(Beginning of Task material)

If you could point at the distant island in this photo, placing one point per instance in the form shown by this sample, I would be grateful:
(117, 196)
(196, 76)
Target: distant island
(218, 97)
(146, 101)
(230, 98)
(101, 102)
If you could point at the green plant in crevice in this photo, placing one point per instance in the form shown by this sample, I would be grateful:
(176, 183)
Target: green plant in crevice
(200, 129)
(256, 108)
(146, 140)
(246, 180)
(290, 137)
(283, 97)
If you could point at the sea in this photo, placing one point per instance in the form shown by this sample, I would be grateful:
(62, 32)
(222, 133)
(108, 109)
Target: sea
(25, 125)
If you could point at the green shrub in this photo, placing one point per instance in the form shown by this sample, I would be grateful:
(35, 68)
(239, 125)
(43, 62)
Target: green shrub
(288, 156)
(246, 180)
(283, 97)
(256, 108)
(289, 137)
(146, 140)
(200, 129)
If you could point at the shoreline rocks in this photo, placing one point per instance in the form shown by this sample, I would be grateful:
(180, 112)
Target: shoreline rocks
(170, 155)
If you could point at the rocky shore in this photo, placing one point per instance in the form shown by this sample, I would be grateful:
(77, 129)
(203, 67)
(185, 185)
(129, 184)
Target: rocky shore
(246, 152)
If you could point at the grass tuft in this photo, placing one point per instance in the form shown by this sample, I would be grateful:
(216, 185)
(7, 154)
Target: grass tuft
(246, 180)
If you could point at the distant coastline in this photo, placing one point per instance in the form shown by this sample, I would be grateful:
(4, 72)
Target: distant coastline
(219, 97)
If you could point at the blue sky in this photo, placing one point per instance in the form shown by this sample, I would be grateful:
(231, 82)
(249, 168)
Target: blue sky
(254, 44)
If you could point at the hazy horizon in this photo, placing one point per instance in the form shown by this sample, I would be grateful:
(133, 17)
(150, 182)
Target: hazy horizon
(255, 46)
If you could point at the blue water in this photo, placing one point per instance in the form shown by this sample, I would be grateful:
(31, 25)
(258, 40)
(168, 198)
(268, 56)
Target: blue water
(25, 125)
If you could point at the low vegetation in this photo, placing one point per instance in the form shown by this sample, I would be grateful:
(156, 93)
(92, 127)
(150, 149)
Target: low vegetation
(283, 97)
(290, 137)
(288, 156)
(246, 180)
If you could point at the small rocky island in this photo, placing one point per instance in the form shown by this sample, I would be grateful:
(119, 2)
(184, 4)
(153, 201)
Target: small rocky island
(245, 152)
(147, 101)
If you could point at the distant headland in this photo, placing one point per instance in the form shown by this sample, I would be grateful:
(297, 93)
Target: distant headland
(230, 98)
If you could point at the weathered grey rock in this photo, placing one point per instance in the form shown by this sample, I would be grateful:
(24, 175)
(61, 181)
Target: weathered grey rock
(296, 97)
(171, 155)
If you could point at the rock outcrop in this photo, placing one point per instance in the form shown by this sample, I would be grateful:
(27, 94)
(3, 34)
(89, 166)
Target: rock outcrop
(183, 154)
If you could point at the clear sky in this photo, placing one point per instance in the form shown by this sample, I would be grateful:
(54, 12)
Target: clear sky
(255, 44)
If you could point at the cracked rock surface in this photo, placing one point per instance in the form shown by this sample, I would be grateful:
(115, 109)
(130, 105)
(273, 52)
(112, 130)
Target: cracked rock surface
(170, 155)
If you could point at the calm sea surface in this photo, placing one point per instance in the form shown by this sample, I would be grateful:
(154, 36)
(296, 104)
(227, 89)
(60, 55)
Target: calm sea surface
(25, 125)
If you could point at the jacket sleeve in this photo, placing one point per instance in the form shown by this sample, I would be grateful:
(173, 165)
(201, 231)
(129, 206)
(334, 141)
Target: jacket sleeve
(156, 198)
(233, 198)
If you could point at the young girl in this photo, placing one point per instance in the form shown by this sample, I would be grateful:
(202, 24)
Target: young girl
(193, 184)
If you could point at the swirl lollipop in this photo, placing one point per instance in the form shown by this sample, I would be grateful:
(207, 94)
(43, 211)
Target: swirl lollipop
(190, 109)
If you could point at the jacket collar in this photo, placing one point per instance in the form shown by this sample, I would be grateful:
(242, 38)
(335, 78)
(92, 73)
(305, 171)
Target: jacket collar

(End of Task material)

The answer is a count and nothing more: lines above that contain "collar".

2